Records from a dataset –
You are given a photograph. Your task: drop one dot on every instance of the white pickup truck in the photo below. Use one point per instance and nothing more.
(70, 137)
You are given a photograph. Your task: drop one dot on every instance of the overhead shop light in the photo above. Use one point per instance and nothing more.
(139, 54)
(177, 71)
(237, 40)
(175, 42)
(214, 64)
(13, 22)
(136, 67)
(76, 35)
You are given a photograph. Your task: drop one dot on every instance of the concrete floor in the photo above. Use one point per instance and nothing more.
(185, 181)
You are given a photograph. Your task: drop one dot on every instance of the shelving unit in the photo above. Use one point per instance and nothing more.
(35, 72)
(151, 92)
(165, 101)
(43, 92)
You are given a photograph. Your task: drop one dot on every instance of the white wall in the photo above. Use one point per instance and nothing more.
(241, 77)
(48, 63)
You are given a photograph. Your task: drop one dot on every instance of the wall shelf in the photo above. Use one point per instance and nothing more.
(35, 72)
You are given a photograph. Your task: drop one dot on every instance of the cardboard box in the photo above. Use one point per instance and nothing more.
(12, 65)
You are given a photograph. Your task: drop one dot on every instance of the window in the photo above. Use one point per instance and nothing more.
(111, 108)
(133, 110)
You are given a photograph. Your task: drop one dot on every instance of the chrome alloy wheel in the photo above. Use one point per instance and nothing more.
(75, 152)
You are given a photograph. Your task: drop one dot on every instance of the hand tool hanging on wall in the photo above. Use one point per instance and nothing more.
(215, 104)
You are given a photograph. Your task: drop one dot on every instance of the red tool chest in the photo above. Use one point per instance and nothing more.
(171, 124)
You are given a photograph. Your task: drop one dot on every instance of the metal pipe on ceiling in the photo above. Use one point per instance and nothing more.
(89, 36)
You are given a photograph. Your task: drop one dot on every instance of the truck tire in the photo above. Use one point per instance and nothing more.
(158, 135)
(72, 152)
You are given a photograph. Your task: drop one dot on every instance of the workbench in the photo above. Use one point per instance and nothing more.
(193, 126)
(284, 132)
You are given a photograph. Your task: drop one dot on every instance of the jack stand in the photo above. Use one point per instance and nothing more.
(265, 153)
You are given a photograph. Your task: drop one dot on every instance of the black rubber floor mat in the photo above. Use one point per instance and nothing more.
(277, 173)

PROBLEM STATEMENT – Print exactly the lines that run from the line containing "of the black" to the end of the data, both ends included.

SOLUTION FOR THIS TASK –
You are given a photograph. Your task: drop one dot on every instance of the black rubber floor mat in the photo above. Use one point per instance and nothing more.
(277, 173)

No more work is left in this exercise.